TO DO: Write out all the records again, substituting "occurrence" for every "instance" and leaving the rest unchanged. Omit the pictures.

SUPPLIED DATA:
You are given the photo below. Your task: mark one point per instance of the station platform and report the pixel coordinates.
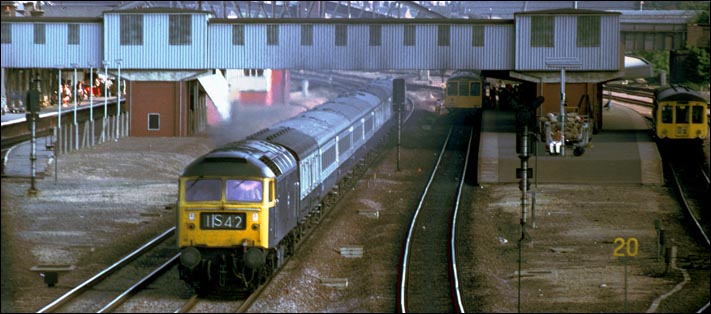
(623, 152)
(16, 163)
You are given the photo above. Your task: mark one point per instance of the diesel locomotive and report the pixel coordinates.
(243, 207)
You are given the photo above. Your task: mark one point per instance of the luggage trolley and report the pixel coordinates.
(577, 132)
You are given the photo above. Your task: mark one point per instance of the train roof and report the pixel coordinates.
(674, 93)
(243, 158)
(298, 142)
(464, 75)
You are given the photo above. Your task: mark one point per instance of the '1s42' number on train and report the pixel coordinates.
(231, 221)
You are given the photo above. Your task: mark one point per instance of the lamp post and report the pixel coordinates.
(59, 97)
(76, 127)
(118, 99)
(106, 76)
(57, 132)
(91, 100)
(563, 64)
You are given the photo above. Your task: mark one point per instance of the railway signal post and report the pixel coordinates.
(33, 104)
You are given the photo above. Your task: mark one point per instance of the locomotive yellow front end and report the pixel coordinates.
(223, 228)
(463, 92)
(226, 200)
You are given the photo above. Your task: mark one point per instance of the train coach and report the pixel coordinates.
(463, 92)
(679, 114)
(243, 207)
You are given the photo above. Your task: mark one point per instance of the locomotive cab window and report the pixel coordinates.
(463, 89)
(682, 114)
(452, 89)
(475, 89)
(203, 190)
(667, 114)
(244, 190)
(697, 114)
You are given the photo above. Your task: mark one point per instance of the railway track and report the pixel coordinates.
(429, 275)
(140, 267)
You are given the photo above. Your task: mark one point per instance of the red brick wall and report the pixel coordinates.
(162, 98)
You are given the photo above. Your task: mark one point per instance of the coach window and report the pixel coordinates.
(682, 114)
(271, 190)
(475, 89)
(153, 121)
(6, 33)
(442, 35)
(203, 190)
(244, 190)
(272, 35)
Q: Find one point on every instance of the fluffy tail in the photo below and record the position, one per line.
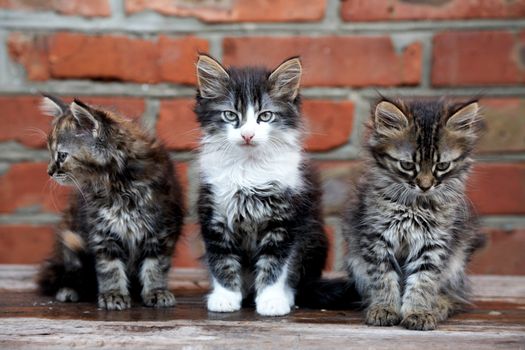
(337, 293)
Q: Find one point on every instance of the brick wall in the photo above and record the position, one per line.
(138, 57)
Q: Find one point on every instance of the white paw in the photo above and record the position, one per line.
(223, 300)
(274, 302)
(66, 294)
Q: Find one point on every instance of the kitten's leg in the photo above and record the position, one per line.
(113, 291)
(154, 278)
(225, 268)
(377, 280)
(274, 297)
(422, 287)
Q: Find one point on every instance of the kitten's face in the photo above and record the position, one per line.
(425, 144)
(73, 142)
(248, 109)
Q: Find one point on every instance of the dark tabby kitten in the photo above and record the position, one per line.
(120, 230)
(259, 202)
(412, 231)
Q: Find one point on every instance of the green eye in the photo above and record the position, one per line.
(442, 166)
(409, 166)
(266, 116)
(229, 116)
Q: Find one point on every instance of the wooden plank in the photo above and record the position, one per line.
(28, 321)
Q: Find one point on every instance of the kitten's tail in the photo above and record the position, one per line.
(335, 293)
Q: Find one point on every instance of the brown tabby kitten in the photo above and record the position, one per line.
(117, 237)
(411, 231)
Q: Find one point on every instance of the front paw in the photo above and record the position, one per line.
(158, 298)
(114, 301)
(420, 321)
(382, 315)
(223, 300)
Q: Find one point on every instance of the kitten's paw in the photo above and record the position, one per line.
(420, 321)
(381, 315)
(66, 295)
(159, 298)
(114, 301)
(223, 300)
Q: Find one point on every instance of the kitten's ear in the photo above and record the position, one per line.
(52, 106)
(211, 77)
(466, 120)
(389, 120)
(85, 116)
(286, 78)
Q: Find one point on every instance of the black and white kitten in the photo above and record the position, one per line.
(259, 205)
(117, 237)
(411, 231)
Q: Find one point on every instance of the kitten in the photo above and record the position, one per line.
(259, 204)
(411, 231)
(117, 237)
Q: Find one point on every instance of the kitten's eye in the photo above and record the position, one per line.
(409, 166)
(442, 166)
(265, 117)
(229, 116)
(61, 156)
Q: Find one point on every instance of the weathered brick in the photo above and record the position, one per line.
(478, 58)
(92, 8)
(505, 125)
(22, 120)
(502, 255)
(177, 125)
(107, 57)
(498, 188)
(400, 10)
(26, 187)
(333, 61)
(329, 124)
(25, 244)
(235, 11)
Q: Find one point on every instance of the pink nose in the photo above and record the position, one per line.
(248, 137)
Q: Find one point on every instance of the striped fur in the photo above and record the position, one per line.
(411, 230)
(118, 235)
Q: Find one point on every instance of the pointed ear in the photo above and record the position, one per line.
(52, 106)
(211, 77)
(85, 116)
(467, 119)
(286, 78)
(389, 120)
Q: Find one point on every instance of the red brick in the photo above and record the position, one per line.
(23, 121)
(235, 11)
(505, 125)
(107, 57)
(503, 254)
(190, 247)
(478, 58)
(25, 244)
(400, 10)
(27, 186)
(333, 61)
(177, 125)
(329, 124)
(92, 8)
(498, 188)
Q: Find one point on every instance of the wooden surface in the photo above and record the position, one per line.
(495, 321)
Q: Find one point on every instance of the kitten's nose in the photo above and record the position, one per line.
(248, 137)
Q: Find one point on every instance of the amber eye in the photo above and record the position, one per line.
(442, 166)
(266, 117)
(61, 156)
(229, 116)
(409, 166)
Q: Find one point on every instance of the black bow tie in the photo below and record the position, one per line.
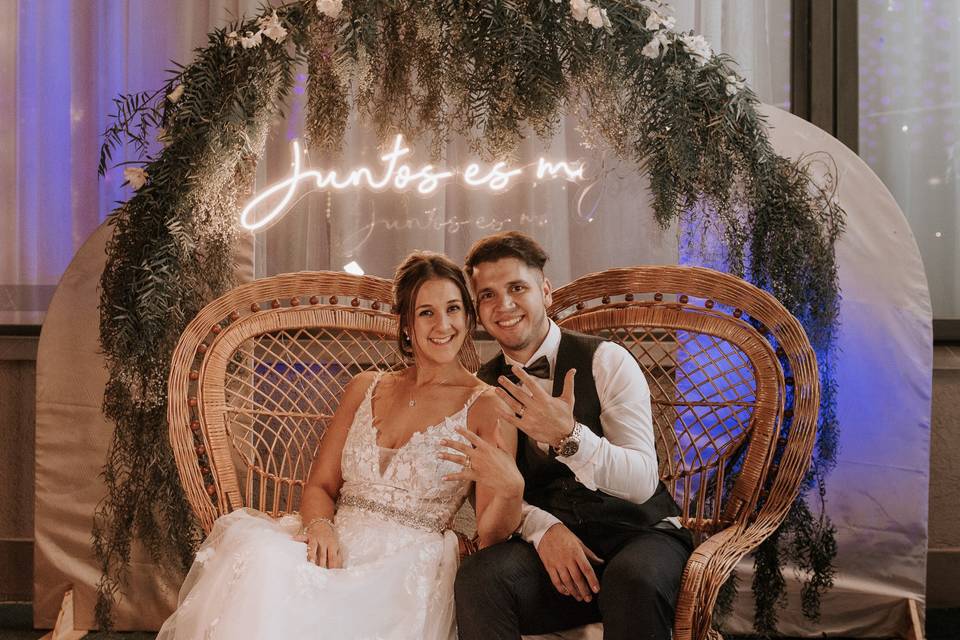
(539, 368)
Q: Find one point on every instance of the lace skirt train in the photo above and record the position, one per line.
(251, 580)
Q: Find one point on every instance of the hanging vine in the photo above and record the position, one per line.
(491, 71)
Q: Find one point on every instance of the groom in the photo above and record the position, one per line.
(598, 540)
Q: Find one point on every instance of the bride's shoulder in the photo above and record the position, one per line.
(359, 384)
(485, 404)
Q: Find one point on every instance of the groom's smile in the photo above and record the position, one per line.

IN RESPONSE:
You are given the photo below. Your task: mark one point per occurrence of the station platform and report the pixel coordinates.
(623, 152)
(16, 163)
You are given the photo above. Your task: mark one point per occurrence of the diesel locomotive and report the pixel coordinates.
(243, 207)
You are given the photo above. Your task: mark one point per occurrence of the luggage trolley and report the pixel coordinates.
(577, 132)
You are given the photo above. Your task: mark one point per occurrence of the train roof and report the pixel coordinates.
(674, 93)
(243, 158)
(298, 142)
(464, 75)
You are given the photo above. Your task: mark one point per occurrence of the '1s42' number on train and report the pixel coordinates.
(231, 221)
You are given the photo above. Your task: mark one point per occurrence of the lamp post and report the pixel coordinates.
(59, 97)
(76, 127)
(118, 99)
(106, 76)
(57, 132)
(91, 100)
(563, 64)
You are given the photo above. Your task: mark one point per occurrence of the railway signal post and report the pixel coordinates.
(33, 104)
You are given the photo above. Your task: mark one point per occurrence of the locomotive yellow front end and report the pixel coordinates.
(223, 228)
(463, 92)
(226, 200)
You are given the photo above. Your task: mark one point per occurrence of the train coach and report the pixel coordinates.
(463, 92)
(679, 114)
(243, 207)
You are given the photo above. Your task: mark one point per occurrence of the locomotive cab window and report the pixel coordinates.
(463, 89)
(682, 114)
(452, 89)
(475, 89)
(203, 190)
(667, 114)
(244, 190)
(697, 114)
You are given the photo above. Your task: mark one point per occurrence of the railway track and report the pixel coordinates.
(429, 275)
(140, 267)
You are given the photo above. Your task: mark one point per occurrence of the red brick wall and report the pixel coordinates.
(162, 98)
You are given the photo above. Your task: mark one point per occurrence of the coach window and report the pixel coordinates.
(682, 114)
(271, 190)
(475, 89)
(153, 121)
(6, 33)
(442, 35)
(203, 190)
(244, 190)
(272, 35)
Q: Find one point on every occurrence of the fluffy tail in the photo below and record the position, one per line.
(337, 293)
Q: Find one point on every occurrence of the brick wall in the photo above and record the position, one per line.
(138, 57)
Q: Find one point on every occurrence of the white paw in the photo above and record the position, one per line.
(223, 300)
(274, 302)
(66, 294)
Q: Find one point on every occurrence of the kitten's leg in the photo above and record the position, one per line.
(113, 291)
(154, 278)
(225, 268)
(377, 280)
(274, 297)
(422, 287)
Q: Find one point on every occurrence of the kitten's face in the photo above and record the position, one per line.
(425, 144)
(73, 142)
(248, 109)
Q: Find one point on every occurrence of the dark tabby kitten in the photo above and record the position, one per line.
(120, 230)
(259, 202)
(412, 231)
Q: Find one point on every occurrence of the green eye in the photo above and record the position, one per line.
(442, 166)
(409, 166)
(266, 116)
(229, 116)
Q: Find one point on every occurrence of the wooden plank in the photo above and record the position, one per line.
(28, 321)
Q: Find one point on every occurrence of the kitten's tail in the photo above and record the position, one per line.
(335, 293)
Q: Find one point on every occurrence of the brown tabby kitten in the photo above and record the position, one per line.
(117, 237)
(411, 231)
Q: Find one point on every occurrence of the front paw in the photo above and record the position, one per line.
(158, 298)
(114, 301)
(420, 321)
(382, 315)
(223, 300)
Q: Find one point on every occurrence of the kitten's paw in the photo above and record the position, one per line.
(420, 321)
(381, 315)
(66, 295)
(159, 298)
(114, 301)
(223, 300)
Q: Find one point on every occurrence of the kitten's ear in the photo above and record the position, one per line.
(52, 106)
(211, 77)
(466, 120)
(389, 120)
(85, 116)
(286, 78)
Q: Find one point on every occurrence of the black and white kitten in the photo above and record the position, one per line.
(259, 205)
(117, 237)
(411, 231)
Q: Find one point on every occurrence of the kitten in the photo above and record the position, one per line.
(259, 204)
(411, 231)
(117, 237)
Q: Find one point on every occurrence of the kitten's eye in the photo above and record the position, one per line.
(409, 166)
(442, 166)
(265, 117)
(229, 116)
(61, 156)
Q: Find one point on every occurrence of the weathered brick in the photo above and record the position, one per line.
(478, 58)
(92, 8)
(505, 125)
(22, 120)
(502, 255)
(177, 125)
(107, 57)
(498, 188)
(400, 10)
(26, 187)
(333, 61)
(329, 124)
(25, 244)
(235, 11)
Q: Find one point on every occurrence of the pink nose in the photo above and record the position, one per line.
(248, 137)
Q: Find one point on every occurrence of the striped fur in the photo above and record the position, one per line.
(411, 230)
(118, 235)
Q: Find one point on every occurrence of the pointed ear in the photo above and record the position, one per line.
(52, 106)
(211, 77)
(85, 116)
(467, 119)
(286, 78)
(389, 120)
Q: Find one point on every occurrence of the red brick in the photo above and record the position, one per line.
(23, 121)
(235, 11)
(505, 125)
(107, 57)
(503, 254)
(190, 247)
(478, 58)
(25, 244)
(400, 10)
(27, 186)
(333, 61)
(177, 125)
(329, 124)
(92, 8)
(498, 188)
Q: Find one point on every occurrence of the wooden surface in the photo above and record the position, one per line.
(495, 321)
Q: Find one point on every occurrence of the kitten's nose in the photo above and record the position, one per line.
(248, 137)
Q: Find one point on every occurrence of the amber eye in the photo above and record the position, one per line.
(442, 166)
(266, 117)
(61, 156)
(229, 116)
(409, 166)
Q: Find one point on every occurrence of the black bow tie in the photo below and record the position, one per line.
(539, 368)
Q: Find one point on every occurrence of the lace skirt train in the photo above and record the position, one per line.
(251, 580)
Q: Find one point on every occurrence of the hanging vine in the photo above and record the position, one per line.
(491, 71)
Q: Find one point on every occurrence of the groom in the photo above and record the position, one per line.
(598, 540)
Q: Find one point on every occurrence of the bride's shoulder in the photo above and record the position, one per line.
(359, 384)
(485, 404)
Q: Find one point on every occurrence of the groom's smile in the photo above and record the position, one per line.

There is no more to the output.